Extract to read ->
- - - -
Antibiotics were initiated on day three for suspected chest infection. Bromocriptine was started on day three at 2.5 mg orally every 12 hours, which was titrated to 5 mg every eight hours over 48 hours, based on clinical response and tolerability. Bromocriptine was selected as the initial dopaminergic agent given its established use in published PSH case reports, favorable safety profile in critically-ill patients, and reliable oral administration route. Compared with other dopaminergic agents such as amantadine or levodopa, bromocriptine has more consistent documentation in attenuating hyperthermic autonomic storms with a lower risk of agitation or hypotension in the neurocritical care setting. Following initiation, there was a gradual improvement in fever and autonomic parameters.
On day 11, bromocriptine was completed with resolution of fever. However, on day 13, there was a recurrence of hyperthermia accompanied by autonomic signs, including tachycardia, tachypnea, and hypertension. On day 14, bromocriptine was restarted in combination with baclofen and clobazam. These agents had initially been withheld because the patient demonstrated a partial response to bromocriptine monotherapy, and early polypharmacy was avoided to reduce sedative burden and preserve the ability to perform serial neurological assessments. With recurrent paroxysms despite adequate bromocriptine dosing, baclofen (initiated at 5 mg orally every eight hours and uptitrated to 10 mg every eight hours) and clobazam (initiated at 5 mg orally at night and titrated to 10 mg twice daily) were introduced on day 14, providing additional GABAergic modulation and spasticity control. Following this stepwise escalation, there was gradual stabilization of all parameters.
Note: Respiratory rate was not recorded until day seven as the patient was on controlled mechanical ventilation prior to this.
- - - -
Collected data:
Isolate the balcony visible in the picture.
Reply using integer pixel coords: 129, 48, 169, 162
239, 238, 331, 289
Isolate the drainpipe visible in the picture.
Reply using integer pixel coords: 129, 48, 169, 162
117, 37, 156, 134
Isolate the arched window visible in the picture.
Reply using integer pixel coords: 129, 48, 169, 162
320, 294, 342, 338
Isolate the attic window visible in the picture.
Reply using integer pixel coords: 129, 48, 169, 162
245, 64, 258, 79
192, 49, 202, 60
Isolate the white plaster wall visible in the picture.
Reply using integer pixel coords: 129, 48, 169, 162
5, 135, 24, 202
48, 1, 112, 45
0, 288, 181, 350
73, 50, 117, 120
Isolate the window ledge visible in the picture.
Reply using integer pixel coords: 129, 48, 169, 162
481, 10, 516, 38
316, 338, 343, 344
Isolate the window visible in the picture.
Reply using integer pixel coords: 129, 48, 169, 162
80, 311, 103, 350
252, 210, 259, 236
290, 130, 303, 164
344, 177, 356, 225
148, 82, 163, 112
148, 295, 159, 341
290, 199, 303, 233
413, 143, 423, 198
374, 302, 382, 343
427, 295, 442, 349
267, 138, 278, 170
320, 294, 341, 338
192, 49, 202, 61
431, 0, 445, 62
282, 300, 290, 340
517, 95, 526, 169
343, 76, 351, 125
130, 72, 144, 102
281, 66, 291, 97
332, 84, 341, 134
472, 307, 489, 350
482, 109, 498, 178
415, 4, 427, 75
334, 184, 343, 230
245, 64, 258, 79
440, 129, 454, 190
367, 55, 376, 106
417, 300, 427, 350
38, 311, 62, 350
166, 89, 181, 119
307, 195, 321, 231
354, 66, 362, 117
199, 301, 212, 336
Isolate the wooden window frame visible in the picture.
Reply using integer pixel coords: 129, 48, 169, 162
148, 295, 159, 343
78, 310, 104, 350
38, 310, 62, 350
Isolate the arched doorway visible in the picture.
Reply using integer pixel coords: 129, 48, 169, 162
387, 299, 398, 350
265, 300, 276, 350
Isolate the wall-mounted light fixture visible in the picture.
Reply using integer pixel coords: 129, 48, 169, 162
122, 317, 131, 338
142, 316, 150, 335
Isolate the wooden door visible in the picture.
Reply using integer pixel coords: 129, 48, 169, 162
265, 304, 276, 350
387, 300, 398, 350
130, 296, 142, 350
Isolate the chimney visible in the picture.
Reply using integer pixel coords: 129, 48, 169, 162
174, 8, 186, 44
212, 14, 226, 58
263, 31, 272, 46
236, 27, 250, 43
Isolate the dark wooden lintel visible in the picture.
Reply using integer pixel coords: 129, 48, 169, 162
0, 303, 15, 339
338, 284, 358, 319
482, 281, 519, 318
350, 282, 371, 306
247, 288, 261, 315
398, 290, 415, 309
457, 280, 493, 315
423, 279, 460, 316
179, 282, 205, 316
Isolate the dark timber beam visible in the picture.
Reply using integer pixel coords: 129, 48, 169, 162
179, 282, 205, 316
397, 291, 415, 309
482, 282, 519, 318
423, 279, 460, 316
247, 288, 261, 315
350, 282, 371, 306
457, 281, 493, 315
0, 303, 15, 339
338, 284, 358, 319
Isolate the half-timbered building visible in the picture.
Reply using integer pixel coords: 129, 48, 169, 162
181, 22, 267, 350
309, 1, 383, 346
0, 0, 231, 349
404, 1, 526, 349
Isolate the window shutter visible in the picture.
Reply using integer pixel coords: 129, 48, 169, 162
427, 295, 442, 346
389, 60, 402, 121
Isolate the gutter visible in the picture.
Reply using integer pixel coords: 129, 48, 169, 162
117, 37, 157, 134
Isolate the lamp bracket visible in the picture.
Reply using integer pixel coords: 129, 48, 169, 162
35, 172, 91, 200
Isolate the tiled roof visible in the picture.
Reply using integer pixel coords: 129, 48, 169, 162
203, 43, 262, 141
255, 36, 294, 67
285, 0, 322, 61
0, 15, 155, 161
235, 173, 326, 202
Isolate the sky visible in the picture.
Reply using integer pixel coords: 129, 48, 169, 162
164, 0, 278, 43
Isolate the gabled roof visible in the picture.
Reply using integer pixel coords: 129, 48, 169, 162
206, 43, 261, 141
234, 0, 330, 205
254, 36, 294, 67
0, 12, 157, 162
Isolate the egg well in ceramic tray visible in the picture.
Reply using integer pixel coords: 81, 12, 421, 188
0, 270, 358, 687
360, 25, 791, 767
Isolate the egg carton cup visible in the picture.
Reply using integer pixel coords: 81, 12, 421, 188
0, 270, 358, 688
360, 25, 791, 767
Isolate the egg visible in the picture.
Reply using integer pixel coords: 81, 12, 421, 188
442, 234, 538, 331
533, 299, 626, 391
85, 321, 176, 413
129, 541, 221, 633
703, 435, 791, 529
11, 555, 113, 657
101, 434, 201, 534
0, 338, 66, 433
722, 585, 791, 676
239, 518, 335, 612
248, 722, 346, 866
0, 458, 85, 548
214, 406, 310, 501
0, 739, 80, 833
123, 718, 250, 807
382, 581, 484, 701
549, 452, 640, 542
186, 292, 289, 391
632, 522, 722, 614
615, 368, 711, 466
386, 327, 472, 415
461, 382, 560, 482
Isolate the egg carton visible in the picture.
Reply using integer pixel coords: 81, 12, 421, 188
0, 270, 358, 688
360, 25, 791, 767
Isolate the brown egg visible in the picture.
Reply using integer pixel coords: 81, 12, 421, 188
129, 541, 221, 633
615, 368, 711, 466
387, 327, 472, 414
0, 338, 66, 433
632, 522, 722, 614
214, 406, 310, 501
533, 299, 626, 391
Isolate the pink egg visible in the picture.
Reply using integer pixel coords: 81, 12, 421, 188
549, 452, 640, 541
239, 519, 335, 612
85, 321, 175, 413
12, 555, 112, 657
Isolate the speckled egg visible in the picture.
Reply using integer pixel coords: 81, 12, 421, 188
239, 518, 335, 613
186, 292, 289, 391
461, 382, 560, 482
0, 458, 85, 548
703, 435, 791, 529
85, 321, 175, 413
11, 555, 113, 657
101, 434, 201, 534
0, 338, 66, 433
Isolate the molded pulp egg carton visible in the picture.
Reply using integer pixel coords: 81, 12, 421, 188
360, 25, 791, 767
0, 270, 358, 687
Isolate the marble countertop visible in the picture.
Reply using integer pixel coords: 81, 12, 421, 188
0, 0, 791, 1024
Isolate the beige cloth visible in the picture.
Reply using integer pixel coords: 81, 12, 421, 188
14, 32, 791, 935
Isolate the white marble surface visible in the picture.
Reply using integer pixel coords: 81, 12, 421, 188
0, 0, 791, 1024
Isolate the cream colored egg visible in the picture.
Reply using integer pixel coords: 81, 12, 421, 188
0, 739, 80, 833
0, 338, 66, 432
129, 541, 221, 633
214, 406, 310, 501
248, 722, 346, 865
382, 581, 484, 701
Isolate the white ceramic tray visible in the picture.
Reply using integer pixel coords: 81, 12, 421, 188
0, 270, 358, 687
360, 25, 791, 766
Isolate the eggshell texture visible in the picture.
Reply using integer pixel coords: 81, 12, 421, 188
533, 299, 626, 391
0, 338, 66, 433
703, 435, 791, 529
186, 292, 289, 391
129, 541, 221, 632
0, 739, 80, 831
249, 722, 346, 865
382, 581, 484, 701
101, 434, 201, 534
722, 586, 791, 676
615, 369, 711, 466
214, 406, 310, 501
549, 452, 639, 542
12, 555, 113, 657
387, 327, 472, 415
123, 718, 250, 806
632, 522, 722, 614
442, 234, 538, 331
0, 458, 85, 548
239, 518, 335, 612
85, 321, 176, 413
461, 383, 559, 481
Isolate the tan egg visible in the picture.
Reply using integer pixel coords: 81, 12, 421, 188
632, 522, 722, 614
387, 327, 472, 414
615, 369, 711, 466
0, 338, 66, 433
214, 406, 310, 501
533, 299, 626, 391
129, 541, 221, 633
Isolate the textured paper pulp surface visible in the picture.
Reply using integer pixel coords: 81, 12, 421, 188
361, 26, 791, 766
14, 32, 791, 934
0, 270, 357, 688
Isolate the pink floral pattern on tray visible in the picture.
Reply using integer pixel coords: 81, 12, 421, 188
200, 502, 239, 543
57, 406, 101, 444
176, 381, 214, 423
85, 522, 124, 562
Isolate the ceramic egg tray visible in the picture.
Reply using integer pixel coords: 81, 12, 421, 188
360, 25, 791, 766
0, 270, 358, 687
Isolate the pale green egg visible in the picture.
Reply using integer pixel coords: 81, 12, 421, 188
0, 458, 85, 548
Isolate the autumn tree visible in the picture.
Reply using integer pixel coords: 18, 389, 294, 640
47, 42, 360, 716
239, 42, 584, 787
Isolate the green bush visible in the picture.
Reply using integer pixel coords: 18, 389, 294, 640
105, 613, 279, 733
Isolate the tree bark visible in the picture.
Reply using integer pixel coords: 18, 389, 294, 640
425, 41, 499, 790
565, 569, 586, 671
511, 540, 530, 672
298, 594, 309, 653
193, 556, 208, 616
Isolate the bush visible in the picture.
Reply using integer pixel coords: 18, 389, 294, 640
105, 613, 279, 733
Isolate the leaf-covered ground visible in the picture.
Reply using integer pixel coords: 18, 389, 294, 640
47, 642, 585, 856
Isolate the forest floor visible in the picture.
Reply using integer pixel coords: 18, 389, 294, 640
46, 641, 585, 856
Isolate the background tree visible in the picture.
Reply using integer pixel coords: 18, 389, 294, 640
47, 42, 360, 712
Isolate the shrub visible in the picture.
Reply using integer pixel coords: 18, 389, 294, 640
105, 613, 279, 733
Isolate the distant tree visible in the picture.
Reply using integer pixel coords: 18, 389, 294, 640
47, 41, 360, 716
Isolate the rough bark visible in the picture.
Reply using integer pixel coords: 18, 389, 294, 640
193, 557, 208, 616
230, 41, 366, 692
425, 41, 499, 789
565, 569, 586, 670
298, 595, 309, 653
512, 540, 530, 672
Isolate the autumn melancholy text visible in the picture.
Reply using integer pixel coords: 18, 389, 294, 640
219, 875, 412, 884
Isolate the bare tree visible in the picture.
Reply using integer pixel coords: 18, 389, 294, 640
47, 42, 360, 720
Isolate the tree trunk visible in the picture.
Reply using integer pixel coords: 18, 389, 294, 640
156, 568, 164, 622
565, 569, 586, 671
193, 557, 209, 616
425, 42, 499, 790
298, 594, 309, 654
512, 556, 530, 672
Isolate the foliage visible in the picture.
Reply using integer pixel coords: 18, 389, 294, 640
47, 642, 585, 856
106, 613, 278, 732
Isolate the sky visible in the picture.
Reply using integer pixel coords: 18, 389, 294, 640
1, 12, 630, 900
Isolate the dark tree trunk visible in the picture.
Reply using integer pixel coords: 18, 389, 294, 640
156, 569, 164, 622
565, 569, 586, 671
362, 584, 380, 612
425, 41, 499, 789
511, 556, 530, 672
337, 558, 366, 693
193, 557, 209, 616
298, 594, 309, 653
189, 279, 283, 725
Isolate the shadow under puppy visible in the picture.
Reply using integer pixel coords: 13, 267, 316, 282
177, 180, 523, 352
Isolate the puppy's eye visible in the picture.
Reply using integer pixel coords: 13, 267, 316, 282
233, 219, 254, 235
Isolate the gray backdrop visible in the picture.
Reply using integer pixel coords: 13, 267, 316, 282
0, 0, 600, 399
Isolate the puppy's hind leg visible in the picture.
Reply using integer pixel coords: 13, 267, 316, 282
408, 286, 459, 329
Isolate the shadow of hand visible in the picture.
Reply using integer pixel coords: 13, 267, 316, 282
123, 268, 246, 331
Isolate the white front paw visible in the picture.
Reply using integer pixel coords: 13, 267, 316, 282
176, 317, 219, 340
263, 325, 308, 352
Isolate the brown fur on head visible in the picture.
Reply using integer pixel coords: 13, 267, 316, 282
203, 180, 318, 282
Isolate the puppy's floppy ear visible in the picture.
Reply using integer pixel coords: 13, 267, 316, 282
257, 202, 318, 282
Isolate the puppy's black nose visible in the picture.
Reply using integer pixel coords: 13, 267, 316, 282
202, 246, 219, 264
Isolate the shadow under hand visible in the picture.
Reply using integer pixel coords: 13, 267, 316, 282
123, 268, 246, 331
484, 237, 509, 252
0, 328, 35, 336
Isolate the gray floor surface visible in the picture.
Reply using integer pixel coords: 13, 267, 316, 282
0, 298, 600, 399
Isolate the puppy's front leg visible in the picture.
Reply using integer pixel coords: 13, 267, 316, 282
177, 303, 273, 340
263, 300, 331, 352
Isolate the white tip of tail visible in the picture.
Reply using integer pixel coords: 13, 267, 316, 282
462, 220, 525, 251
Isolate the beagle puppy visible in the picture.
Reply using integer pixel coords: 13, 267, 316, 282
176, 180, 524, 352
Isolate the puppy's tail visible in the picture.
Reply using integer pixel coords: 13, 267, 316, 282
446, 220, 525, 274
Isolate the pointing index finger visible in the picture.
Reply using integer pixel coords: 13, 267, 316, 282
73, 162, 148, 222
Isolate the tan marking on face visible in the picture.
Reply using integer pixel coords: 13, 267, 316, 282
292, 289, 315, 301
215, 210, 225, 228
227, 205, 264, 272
- - - -
Work instruction A -> In the case excerpt, what initial dose and schedule of bromocriptine was started on day three?
Work instruction B -> Reproduce the case excerpt word for word from "Antibiotics were initiated" to "and autonomic parameters.".
The items have no connection to the case excerpt.

Response area A -> 2.5 mg orally every 12 hours.

Response area B ->
Antibiotics were initiated on day three for suspected chest infection. Bromocriptine was started on day three at 2.5 mg orally every 12 hours, which was titrated to 5 mg every eight hours over 48 hours, based on clinical response and tolerability. Bromocriptine was selected as the initial dopaminergic agent given its established use in published PSH case reports, favorable safety profile in critically-ill patients, and reliable oral administration route. Compared with other dopaminergic agents such as amantadine or levodopa, bromocriptine has more consistent documentation in attenuating hyperthermic autonomic storms with a lower risk of agitation or hypotension in the neurocritical care setting. Following initiation, there was a gradual improvement in fever and autonomic parameters.